## Task list
A. Answer each question from the passage on objections to Christianity:
(i) What age for the earth does the writer cite as a demonstrably wrong "fact" in The Bible?
(ii) What two things does the writer claim people would be if they masturbated more often?
(iii) What did the mere existence of other religions seem to the writer to be?
B. Carry on the passage on objections to Christianity, picking up right after its final sentence.

## Article
○ ○ ○ ○ ○

And don’t get me started on the supposed evils of masturbation. If more people masturbated more often, they’d be much happier people, not to mention better lovers, because how can you please someone else if you don’t know how to please yourself? All the Christian guilt associated with sexuality just seemed so unnatural to me - even actively opposed to human nature, not to mention morally flawed and the opposite of sensible.

Then there were all the ‘facts’ that were demonstrably wrong in The Bible, like the earth only being 6,000 years old. Then there was the problem of the existence of all the other religions in the world. Surely if there was only one true religion… there would only be one religion? Given that every human culture throughout history has its own religion, and every single religion around the world has the exact same amount of evidence in favor of it alone being the one, true, religion - i.e. none - then how could any of them be true? The mere existence of other religions to me seemed proof that none of them could be true.

And I just couldn’t get over the following philosophical conundrum.

○ ○ ○ ○ ○

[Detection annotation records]

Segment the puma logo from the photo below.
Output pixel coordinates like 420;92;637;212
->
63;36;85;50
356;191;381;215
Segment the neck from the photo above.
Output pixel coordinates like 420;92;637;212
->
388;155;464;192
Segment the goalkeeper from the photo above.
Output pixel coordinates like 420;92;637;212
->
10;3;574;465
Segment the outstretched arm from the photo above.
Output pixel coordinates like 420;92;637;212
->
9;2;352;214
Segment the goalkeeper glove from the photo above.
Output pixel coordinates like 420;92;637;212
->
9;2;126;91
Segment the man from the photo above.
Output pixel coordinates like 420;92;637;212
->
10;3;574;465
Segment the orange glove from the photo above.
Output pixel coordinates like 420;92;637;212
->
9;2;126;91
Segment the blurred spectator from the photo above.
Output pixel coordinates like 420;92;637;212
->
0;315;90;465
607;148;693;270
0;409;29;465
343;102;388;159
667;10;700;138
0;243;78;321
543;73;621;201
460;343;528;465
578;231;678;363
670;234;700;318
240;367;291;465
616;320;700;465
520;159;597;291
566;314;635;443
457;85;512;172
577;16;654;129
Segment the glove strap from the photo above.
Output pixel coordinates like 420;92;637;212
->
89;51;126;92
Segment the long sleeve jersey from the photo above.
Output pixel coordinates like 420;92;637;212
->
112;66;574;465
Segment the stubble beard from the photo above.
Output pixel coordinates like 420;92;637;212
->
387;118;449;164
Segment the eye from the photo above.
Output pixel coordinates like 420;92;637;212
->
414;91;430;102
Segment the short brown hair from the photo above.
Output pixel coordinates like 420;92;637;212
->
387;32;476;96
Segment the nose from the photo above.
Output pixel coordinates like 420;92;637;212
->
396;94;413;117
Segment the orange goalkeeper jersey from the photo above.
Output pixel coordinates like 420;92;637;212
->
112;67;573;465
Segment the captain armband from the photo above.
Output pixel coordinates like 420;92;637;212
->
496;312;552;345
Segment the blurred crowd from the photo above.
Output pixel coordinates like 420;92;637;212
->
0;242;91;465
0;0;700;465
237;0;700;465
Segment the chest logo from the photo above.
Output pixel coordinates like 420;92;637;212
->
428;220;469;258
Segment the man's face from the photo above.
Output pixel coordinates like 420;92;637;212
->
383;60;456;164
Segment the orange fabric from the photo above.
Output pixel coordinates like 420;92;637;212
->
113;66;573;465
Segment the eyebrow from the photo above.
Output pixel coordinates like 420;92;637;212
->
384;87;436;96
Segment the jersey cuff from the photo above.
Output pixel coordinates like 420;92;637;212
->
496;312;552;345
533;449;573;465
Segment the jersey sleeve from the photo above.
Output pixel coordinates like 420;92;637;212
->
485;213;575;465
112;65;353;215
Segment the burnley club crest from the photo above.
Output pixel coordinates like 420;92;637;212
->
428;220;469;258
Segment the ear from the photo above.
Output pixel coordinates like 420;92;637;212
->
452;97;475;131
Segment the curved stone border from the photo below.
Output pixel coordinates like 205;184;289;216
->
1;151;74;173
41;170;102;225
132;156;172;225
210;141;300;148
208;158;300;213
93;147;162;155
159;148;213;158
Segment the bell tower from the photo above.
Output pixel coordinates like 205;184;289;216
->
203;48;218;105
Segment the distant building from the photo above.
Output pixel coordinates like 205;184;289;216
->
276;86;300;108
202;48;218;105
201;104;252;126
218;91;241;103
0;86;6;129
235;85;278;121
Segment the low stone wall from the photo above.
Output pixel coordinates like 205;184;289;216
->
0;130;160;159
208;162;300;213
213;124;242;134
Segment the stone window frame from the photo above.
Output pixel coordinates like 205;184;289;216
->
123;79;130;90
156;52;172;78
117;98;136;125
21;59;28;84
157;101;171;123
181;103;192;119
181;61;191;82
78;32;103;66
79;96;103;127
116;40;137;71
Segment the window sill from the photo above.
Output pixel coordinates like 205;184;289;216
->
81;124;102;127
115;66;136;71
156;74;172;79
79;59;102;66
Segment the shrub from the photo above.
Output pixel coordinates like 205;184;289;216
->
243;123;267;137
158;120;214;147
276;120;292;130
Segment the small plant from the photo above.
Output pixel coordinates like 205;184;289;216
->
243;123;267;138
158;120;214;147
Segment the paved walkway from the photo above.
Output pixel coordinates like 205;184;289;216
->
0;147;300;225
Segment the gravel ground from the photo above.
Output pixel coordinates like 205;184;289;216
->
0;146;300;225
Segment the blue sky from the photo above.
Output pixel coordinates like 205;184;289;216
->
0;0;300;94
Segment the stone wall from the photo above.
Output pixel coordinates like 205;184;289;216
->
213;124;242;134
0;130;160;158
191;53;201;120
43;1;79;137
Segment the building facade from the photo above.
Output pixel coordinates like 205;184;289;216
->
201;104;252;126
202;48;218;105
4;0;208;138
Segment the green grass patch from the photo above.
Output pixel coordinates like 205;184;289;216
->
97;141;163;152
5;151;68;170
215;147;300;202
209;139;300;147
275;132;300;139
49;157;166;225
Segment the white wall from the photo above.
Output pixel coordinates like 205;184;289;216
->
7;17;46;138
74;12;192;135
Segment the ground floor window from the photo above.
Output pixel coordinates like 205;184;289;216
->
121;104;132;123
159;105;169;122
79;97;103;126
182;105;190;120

○ ○ ○ ○ ○

## The results
A.
(i) Only 6,000 years old.
(ii) Much happier people and better lovers.
(iii) Proof that none of them could be true.

B.
God is purported to be an omnipresent, omniscient, all-powerful, morally perfect, uncreated creator. (S)he exists everywhere in space and time simultaneously - which means God sees all and knows all, has the power to do anything that isn’t logically impossible, is possessed of perfect judgement, and is infinite.

So God must know millenia before we’re even born, every single thing that is to happen to us throughout our lives til our death, because he also simultaneously exists long after our death. He knows our future because he’s already in it, and past it. So a) we cannot have free will, our lives must be pre-determined as there is only one way all our supposed choices actually play out and b) not only are they pre-determined, God is the one responsible for every action we ever take, as he sees the consequences of all his actions before he undertakes them, including our creation. For our whole lives we are just puppets dancing along to his whim - for his entertainment, not responsible for any of our choices, and therefore unable to be blamed or praised for our choices - they’re an illusion. It’s basic causality.

Then there was the problem of evil: if God is morally perfect and all powerful, why does he allow evil to exist? It all just started to pile on in this vein: philosophically, morally, factually, aesthetically - the more I thought about it, the more Christianity just didn’t seem true to me.

I decided I didn’t believe that God existed.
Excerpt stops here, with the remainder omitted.